### TASK
Which lines in the records below hold the word "point"? Copy each of them.

### RECORDS FOR THE TASK
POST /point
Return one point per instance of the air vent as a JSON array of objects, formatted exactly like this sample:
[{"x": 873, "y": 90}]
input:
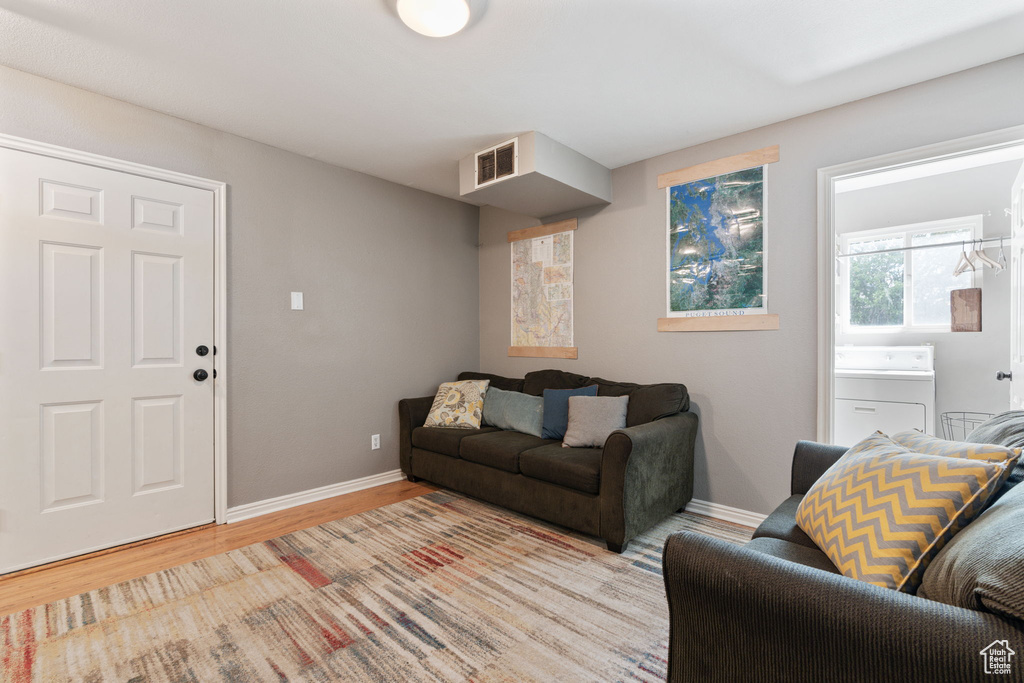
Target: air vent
[{"x": 498, "y": 163}]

### SOLUTION BELOW
POST /point
Return one point per instance of the air vent as a JSON array of objects, formatted exactly like this sample:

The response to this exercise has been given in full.